Instrução escrita a = Por favor, filtre os registros e copie cada linha que contenha a palavra "canopy".

Trecho do documento =
************

Certa vez Derrida ensinou-me que na literatura há livros que não se fecham por sua significação ser inesgotável. Portanto, fechar um livro é declarar sua morte, pois já significou tudo o que precisava. Há livros que são simplistas em sua significação e morrem junto com a leitura de sua última linha, porém, outros já perduram em significação e seguem abertos mesmo que guardados nas prateleiras e continuam a demover o leitor em suas futuras leituras e em sua vida-morte.

************

Material do exercício =
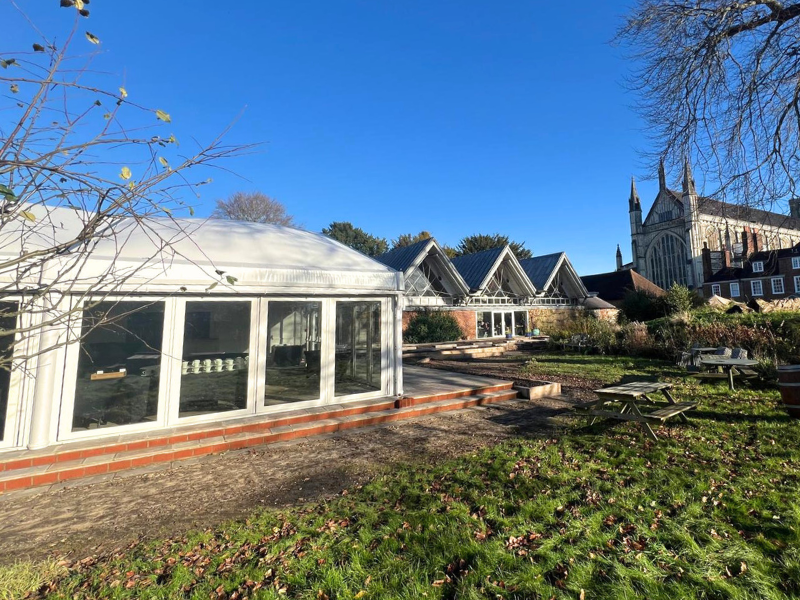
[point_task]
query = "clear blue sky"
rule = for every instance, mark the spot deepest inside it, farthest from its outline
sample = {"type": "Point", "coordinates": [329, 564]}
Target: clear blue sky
{"type": "Point", "coordinates": [458, 117]}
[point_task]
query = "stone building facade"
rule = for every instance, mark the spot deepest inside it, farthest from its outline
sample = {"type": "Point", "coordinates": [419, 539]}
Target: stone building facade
{"type": "Point", "coordinates": [667, 245]}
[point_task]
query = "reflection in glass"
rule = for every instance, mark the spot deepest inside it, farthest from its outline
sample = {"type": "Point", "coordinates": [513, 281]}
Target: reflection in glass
{"type": "Point", "coordinates": [293, 352]}
{"type": "Point", "coordinates": [358, 348]}
{"type": "Point", "coordinates": [214, 369]}
{"type": "Point", "coordinates": [484, 324]}
{"type": "Point", "coordinates": [498, 324]}
{"type": "Point", "coordinates": [119, 364]}
{"type": "Point", "coordinates": [8, 322]}
{"type": "Point", "coordinates": [520, 322]}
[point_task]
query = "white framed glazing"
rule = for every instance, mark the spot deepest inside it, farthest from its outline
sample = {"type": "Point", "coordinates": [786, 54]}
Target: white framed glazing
{"type": "Point", "coordinates": [70, 381]}
{"type": "Point", "coordinates": [176, 374]}
{"type": "Point", "coordinates": [326, 330]}
{"type": "Point", "coordinates": [387, 326]}
{"type": "Point", "coordinates": [18, 389]}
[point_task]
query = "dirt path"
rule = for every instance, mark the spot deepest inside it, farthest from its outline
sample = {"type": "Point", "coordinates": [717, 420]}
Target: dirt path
{"type": "Point", "coordinates": [88, 519]}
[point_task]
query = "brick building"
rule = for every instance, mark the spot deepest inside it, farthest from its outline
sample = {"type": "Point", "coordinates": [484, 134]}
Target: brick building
{"type": "Point", "coordinates": [765, 275]}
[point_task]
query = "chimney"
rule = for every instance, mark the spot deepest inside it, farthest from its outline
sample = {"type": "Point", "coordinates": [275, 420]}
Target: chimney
{"type": "Point", "coordinates": [707, 273]}
{"type": "Point", "coordinates": [794, 208]}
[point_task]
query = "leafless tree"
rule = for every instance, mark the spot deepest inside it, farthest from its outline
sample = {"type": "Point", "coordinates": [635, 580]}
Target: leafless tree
{"type": "Point", "coordinates": [719, 82]}
{"type": "Point", "coordinates": [255, 207]}
{"type": "Point", "coordinates": [74, 177]}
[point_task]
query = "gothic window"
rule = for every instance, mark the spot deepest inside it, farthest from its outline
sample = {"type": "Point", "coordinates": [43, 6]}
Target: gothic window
{"type": "Point", "coordinates": [712, 238]}
{"type": "Point", "coordinates": [667, 261]}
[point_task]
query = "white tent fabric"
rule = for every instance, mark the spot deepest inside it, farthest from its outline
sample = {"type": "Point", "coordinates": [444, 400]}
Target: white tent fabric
{"type": "Point", "coordinates": [170, 254]}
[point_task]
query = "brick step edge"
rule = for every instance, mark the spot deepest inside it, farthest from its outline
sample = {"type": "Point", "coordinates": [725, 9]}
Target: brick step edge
{"type": "Point", "coordinates": [69, 455]}
{"type": "Point", "coordinates": [64, 472]}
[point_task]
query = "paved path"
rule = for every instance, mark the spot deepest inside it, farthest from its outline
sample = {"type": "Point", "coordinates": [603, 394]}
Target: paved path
{"type": "Point", "coordinates": [78, 521]}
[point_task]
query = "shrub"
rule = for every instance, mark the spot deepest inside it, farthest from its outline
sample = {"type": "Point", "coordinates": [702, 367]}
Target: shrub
{"type": "Point", "coordinates": [432, 326]}
{"type": "Point", "coordinates": [641, 306]}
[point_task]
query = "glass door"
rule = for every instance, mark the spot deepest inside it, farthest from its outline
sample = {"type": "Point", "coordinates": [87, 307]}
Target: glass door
{"type": "Point", "coordinates": [294, 347]}
{"type": "Point", "coordinates": [358, 348]}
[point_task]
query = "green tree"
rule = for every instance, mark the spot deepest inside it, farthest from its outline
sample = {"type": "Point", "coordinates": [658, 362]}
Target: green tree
{"type": "Point", "coordinates": [255, 207]}
{"type": "Point", "coordinates": [408, 239]}
{"type": "Point", "coordinates": [479, 242]}
{"type": "Point", "coordinates": [356, 238]}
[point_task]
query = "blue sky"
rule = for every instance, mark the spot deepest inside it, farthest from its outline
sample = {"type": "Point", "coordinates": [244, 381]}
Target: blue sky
{"type": "Point", "coordinates": [456, 117]}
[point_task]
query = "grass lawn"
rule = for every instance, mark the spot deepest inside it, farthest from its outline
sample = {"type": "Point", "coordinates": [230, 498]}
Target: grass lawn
{"type": "Point", "coordinates": [711, 511]}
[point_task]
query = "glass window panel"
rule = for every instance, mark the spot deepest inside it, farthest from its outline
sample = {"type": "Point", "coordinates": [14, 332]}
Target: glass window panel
{"type": "Point", "coordinates": [520, 322]}
{"type": "Point", "coordinates": [8, 322]}
{"type": "Point", "coordinates": [358, 348]}
{"type": "Point", "coordinates": [294, 344]}
{"type": "Point", "coordinates": [216, 357]}
{"type": "Point", "coordinates": [119, 365]}
{"type": "Point", "coordinates": [498, 324]}
{"type": "Point", "coordinates": [484, 324]}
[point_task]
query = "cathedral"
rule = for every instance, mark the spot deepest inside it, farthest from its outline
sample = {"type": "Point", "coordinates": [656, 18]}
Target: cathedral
{"type": "Point", "coordinates": [667, 247]}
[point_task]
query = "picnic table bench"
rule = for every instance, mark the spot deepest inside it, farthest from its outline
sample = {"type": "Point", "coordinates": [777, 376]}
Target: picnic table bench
{"type": "Point", "coordinates": [579, 341]}
{"type": "Point", "coordinates": [625, 402]}
{"type": "Point", "coordinates": [726, 368]}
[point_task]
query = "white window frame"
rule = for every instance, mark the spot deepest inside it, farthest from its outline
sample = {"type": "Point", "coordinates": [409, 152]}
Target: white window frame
{"type": "Point", "coordinates": [172, 358]}
{"type": "Point", "coordinates": [20, 387]}
{"type": "Point", "coordinates": [65, 432]}
{"type": "Point", "coordinates": [175, 357]}
{"type": "Point", "coordinates": [329, 392]}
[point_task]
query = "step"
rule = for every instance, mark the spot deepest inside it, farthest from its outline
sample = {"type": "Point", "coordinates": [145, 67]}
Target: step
{"type": "Point", "coordinates": [102, 464]}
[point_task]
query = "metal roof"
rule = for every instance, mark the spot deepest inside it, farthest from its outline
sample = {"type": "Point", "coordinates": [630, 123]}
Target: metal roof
{"type": "Point", "coordinates": [539, 269]}
{"type": "Point", "coordinates": [402, 258]}
{"type": "Point", "coordinates": [474, 268]}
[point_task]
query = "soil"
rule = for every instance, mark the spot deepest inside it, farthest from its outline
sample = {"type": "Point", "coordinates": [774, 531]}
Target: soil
{"type": "Point", "coordinates": [96, 518]}
{"type": "Point", "coordinates": [508, 366]}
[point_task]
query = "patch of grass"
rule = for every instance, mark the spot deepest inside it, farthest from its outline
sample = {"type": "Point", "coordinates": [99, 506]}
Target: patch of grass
{"type": "Point", "coordinates": [712, 511]}
{"type": "Point", "coordinates": [607, 369]}
{"type": "Point", "coordinates": [24, 577]}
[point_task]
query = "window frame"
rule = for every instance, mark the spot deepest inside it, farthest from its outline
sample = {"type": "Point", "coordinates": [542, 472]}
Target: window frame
{"type": "Point", "coordinates": [69, 386]}
{"type": "Point", "coordinates": [175, 353]}
{"type": "Point", "coordinates": [783, 287]}
{"type": "Point", "coordinates": [386, 324]}
{"type": "Point", "coordinates": [20, 388]}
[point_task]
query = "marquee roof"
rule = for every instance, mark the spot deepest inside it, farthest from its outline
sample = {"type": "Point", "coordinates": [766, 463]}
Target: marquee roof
{"type": "Point", "coordinates": [195, 253]}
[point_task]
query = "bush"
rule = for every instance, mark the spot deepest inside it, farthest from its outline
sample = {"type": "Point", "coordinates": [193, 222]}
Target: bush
{"type": "Point", "coordinates": [641, 306]}
{"type": "Point", "coordinates": [428, 327]}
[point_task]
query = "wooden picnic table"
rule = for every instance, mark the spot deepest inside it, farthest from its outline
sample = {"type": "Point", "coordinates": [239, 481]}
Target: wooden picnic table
{"type": "Point", "coordinates": [626, 401]}
{"type": "Point", "coordinates": [726, 365]}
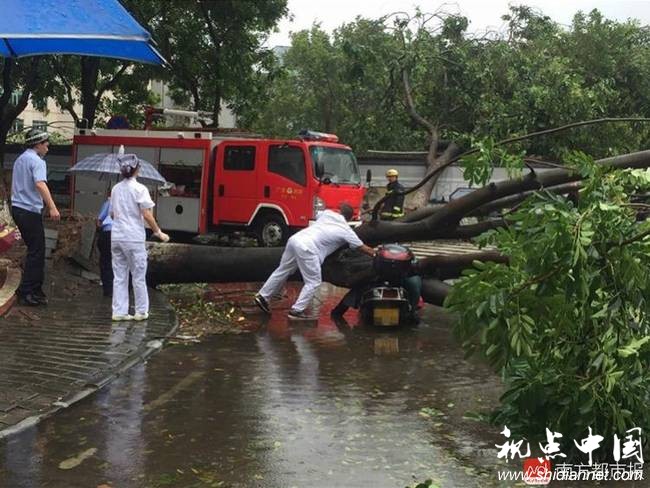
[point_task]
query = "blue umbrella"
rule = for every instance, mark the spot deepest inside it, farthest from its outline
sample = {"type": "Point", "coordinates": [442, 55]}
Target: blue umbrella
{"type": "Point", "coordinates": [107, 165]}
{"type": "Point", "coordinates": [83, 27]}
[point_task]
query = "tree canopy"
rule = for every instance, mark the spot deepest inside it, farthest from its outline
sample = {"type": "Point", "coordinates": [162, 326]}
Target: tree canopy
{"type": "Point", "coordinates": [536, 74]}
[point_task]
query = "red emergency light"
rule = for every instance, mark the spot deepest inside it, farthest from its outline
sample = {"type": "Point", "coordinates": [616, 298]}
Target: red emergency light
{"type": "Point", "coordinates": [311, 135]}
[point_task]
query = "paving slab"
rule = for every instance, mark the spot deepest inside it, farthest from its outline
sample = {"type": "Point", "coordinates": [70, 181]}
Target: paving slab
{"type": "Point", "coordinates": [53, 356]}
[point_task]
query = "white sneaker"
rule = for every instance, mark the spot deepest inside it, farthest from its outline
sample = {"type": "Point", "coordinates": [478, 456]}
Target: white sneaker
{"type": "Point", "coordinates": [121, 318]}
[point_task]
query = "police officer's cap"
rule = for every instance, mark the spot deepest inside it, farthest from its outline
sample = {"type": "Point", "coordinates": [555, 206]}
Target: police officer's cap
{"type": "Point", "coordinates": [36, 136]}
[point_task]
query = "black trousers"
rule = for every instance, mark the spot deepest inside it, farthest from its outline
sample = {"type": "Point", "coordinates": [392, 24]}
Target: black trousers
{"type": "Point", "coordinates": [105, 261]}
{"type": "Point", "coordinates": [30, 225]}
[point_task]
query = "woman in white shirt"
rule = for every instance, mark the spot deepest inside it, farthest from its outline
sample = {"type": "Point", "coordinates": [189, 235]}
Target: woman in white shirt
{"type": "Point", "coordinates": [131, 207]}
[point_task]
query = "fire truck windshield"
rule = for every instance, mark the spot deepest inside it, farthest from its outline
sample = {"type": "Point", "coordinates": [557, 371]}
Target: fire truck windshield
{"type": "Point", "coordinates": [339, 165]}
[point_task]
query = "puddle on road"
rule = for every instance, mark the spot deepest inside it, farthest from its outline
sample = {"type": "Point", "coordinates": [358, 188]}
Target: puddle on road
{"type": "Point", "coordinates": [293, 404]}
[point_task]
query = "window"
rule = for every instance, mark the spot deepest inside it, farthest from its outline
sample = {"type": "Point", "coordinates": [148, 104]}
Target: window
{"type": "Point", "coordinates": [39, 125]}
{"type": "Point", "coordinates": [18, 125]}
{"type": "Point", "coordinates": [339, 165]}
{"type": "Point", "coordinates": [289, 162]}
{"type": "Point", "coordinates": [239, 158]}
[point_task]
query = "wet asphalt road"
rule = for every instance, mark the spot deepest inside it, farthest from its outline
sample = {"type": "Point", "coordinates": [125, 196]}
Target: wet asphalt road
{"type": "Point", "coordinates": [293, 404]}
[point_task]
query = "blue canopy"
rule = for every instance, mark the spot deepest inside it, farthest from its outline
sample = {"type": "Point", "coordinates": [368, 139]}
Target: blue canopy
{"type": "Point", "coordinates": [83, 27]}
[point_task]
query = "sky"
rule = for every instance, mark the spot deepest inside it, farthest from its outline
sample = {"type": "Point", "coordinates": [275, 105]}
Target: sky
{"type": "Point", "coordinates": [483, 15]}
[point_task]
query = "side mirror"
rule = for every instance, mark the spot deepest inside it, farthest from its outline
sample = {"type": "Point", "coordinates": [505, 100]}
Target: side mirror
{"type": "Point", "coordinates": [320, 169]}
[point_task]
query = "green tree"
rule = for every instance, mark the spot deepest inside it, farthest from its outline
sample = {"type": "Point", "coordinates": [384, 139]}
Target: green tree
{"type": "Point", "coordinates": [566, 321]}
{"type": "Point", "coordinates": [214, 48]}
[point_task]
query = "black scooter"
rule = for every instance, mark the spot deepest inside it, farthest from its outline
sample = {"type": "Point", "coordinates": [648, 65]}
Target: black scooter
{"type": "Point", "coordinates": [387, 302]}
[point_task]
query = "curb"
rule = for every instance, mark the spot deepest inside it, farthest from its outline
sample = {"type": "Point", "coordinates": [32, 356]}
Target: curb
{"type": "Point", "coordinates": [150, 348]}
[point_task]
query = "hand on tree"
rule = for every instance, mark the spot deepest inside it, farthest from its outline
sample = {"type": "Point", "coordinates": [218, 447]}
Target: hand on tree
{"type": "Point", "coordinates": [162, 236]}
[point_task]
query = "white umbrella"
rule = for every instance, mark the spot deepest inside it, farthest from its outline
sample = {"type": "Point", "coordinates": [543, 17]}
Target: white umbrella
{"type": "Point", "coordinates": [105, 165]}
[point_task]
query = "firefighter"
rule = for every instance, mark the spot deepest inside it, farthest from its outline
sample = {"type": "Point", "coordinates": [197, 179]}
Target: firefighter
{"type": "Point", "coordinates": [393, 207]}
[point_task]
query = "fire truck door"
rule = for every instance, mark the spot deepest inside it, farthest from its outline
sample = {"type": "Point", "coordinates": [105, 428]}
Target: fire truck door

************

Instrução escrita b = Repita, sem nenhuma alteração, o trecho do texto sobre livros que vai de "Certa vez Derrida" até "em sua vida-morte.".

Resultado do exercício a =
query = "tree canopy"
Target: tree canopy
query = "blue canopy"
Target: blue canopy

Resultado do exercício b =
Certa vez Derrida ensinou-me que na literatura há livros que não se fecham por sua significação ser inesgotável. Portanto, fechar um livro é declarar sua morte, pois já significou tudo o que precisava. Há livros que são simplistas em sua significação e morrem junto com a leitura de sua última linha, porém, outros já perduram em significação e seguem abertos mesmo que guardados nas prateleiras e continuam a demover o leitor em suas futuras leituras e em sua vida-morte.